Friday Transportation Seminars at Portland State University have been a tradition since 2000. You can join us online at 11:30 AM.



Law enforcement traffic stops are one of the most common entryways to the US justice system, with significant downstream impacts for both individuals and communities. Group-specific rates are typically based on jurisdiction resident populations; these rates, like many justice-system indicators, demonstrate race-ethnicity disparities. Residential-based rates implicitly assume race-ethnicity groups have equal vehicle access, equal driving volume, and that all driving occurs in resident’s jurisdictions. In contrast, surveys suggest Black non-Hispanic and Hispanic households have less access and drive less than white non-Hispanic households. Models incorporating US Census data and race-ethnicity driving factors from the 2017 National Household Travel Survey showed increased disparities for Black non-Hispanic drivers; all models suggested both groups experience disparate traffic stop rates compared to white non-Hispanic drivers.

A police department in Fayetteville, NC attempted to reduce these disparities by focusing on safety-related traffic stops; intervention results will be shared. The Public Health Critical Race Praxis (PHRCP) guided framing, results interpretation, and self-evaluation of study aims. Traffic stops have associated public health outcomes and create disparities of relevance for public health researchers. Interventions guided by critical public health frameworks can save lives and reduce disparities.

▸ **MATERIAL SUPPLIED**
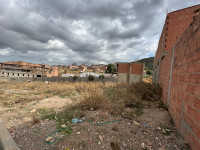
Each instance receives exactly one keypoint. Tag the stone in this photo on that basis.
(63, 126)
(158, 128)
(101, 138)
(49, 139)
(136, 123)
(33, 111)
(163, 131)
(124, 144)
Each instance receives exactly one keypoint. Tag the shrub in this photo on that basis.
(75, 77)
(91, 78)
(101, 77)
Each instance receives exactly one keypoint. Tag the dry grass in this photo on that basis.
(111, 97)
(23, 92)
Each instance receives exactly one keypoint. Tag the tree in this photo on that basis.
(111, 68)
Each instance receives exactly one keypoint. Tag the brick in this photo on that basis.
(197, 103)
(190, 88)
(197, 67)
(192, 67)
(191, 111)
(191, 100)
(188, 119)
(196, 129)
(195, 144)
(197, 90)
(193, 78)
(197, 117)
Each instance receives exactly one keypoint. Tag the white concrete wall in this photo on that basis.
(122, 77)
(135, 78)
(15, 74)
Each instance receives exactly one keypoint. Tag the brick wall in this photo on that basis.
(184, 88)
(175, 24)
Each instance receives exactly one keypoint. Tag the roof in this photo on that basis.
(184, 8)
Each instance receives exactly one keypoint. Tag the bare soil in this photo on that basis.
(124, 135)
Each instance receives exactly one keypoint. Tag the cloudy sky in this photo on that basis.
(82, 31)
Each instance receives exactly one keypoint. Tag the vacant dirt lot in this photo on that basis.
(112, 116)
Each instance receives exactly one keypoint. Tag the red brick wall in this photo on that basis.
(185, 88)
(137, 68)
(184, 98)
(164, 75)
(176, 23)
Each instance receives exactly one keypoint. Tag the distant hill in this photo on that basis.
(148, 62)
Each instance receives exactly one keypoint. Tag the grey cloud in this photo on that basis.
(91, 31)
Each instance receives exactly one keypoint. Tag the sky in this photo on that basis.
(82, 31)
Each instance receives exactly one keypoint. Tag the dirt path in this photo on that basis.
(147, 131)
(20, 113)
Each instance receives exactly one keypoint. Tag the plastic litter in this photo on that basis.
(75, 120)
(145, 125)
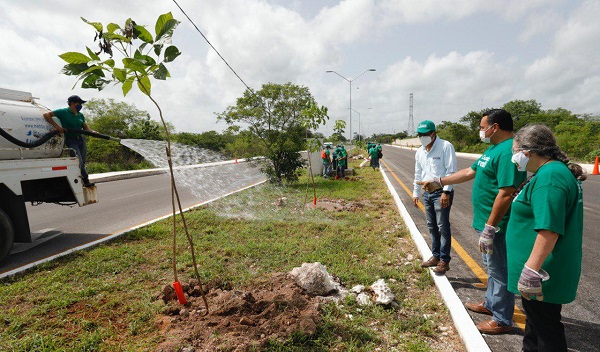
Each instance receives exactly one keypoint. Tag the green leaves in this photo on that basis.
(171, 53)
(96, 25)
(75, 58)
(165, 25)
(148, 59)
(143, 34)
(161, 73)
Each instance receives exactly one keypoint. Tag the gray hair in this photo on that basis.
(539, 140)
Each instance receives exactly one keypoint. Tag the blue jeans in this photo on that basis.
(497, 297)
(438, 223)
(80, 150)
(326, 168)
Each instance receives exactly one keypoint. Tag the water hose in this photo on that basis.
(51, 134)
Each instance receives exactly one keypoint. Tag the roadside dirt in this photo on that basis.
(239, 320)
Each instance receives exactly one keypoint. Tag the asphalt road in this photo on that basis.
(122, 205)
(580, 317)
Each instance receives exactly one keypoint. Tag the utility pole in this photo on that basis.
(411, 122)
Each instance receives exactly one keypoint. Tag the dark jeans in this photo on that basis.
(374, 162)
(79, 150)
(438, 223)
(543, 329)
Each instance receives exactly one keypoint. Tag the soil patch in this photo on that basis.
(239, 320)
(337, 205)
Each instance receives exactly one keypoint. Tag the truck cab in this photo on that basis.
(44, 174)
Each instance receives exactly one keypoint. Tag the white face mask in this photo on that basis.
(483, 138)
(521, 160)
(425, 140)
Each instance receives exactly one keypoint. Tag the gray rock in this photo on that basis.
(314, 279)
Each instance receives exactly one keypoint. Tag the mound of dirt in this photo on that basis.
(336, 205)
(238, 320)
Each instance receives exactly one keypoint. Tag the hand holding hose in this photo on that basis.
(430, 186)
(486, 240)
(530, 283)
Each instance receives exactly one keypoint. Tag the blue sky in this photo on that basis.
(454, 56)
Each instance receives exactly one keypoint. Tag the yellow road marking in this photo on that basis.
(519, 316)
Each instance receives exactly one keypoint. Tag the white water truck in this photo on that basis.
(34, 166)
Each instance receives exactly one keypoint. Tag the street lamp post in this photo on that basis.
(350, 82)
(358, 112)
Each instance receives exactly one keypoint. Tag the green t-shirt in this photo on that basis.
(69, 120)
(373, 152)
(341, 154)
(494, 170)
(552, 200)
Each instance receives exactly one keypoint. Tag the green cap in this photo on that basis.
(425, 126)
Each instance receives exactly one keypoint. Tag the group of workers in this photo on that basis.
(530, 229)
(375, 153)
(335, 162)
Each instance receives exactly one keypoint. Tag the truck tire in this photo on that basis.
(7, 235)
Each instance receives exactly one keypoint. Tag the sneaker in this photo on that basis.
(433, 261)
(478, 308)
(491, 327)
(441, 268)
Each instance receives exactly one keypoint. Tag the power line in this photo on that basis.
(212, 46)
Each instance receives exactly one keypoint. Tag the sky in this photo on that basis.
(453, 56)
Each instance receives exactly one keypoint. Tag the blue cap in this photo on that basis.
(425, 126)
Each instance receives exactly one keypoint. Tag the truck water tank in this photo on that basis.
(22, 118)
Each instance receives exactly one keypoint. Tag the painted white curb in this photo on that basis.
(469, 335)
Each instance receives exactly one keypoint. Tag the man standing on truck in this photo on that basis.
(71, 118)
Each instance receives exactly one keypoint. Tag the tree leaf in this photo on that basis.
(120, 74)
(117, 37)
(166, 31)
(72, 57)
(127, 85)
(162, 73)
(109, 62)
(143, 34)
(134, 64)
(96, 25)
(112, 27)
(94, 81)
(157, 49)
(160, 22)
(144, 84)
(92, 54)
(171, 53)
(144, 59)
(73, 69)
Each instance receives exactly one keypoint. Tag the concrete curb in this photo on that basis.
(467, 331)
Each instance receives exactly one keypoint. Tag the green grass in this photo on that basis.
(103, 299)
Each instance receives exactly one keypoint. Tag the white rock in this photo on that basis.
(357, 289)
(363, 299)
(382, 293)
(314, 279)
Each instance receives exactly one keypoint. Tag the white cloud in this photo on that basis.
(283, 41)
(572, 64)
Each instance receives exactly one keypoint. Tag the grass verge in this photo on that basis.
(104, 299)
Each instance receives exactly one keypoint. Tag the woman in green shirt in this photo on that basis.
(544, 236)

▸ **GIVEN REQUEST**
Retype part of the seminar text exactly, beginning at the words that contain "A police department" and stopping after "and reduce disparities.".

▸ **ANSWER TO THIS EXERCISE**
A police department in Fayetteville, NC attempted to reduce these disparities by focusing on safety-related traffic stops; intervention results will be shared. The Public Health Critical Race Praxis (PHRCP) guided framing, results interpretation, and self-evaluation of study aims. Traffic stops have associated public health outcomes and create disparities of relevance for public health researchers. Interventions guided by critical public health frameworks can save lives and reduce disparities.